(Exercise):
Among the lines of data below, reproduce only those from the one with "Query: bird leg" through the one with "the dark hole", exactly as they stand, both ends included.

(Input data):
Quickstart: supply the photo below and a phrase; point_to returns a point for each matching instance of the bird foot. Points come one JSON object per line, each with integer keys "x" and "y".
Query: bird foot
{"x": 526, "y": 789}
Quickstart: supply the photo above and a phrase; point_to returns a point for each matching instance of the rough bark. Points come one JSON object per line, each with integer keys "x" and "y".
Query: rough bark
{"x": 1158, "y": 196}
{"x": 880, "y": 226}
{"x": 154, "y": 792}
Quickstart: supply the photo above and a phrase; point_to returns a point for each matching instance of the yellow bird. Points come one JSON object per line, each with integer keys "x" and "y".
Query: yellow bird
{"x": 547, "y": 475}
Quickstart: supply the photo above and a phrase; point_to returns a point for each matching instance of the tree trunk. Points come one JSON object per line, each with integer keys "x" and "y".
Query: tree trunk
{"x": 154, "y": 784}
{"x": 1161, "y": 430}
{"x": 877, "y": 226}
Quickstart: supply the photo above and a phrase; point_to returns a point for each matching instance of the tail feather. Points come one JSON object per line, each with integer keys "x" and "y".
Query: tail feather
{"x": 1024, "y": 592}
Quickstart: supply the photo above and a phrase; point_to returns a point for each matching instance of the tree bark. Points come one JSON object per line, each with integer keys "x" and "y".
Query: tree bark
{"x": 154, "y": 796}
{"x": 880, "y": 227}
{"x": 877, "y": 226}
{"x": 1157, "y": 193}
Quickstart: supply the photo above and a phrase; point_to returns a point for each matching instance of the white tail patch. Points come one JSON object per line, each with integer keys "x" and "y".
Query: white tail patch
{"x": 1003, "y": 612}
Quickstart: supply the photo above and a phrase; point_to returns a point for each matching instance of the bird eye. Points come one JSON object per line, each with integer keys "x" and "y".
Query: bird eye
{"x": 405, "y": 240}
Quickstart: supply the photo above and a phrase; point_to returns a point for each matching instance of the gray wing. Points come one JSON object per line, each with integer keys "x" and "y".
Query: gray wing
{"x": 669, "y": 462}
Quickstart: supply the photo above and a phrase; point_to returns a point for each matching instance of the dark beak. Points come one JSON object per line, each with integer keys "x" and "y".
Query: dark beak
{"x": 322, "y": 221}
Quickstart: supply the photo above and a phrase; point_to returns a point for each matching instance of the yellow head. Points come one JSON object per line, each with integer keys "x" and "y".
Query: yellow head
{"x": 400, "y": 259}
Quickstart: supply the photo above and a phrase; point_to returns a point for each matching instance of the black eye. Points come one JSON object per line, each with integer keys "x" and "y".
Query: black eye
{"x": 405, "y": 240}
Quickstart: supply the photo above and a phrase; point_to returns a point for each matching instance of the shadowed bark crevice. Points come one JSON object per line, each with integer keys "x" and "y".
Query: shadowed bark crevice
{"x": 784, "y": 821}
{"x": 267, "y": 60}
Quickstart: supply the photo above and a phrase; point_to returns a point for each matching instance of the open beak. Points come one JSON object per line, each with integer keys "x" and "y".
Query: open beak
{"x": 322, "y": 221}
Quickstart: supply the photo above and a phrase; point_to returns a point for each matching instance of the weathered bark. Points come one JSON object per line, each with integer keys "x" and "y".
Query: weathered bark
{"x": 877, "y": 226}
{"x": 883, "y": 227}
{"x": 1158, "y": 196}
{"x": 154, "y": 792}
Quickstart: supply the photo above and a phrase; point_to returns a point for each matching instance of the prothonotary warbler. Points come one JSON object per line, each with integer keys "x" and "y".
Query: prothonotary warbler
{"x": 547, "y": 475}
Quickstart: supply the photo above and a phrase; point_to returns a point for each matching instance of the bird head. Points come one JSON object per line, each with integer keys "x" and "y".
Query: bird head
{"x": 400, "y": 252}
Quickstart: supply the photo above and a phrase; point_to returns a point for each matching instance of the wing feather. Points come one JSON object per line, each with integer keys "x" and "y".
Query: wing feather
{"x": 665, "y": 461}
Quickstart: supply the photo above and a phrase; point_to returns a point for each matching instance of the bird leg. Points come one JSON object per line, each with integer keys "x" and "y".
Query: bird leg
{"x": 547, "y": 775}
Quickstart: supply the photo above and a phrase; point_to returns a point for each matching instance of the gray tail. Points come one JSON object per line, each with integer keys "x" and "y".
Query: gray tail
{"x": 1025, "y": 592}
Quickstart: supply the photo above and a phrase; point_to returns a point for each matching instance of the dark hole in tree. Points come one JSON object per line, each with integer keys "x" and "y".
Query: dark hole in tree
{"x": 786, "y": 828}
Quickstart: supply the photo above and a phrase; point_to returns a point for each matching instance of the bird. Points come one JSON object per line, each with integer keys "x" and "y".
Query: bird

(Written response):
Query: bird leg
{"x": 547, "y": 775}
Quickstart: supply the photo above and a phrase; point_to returns a point for each matching instance of the gray tail. Points come one JSON object per line, each with integer keys "x" and "y".
Query: gray tail
{"x": 1025, "y": 592}
Quickstart: supply the photo above and a phrase; point_to returns a point for each matching instance of the dark hole in tree. Points come one JSON object per line, each with integer keys "x" and "y".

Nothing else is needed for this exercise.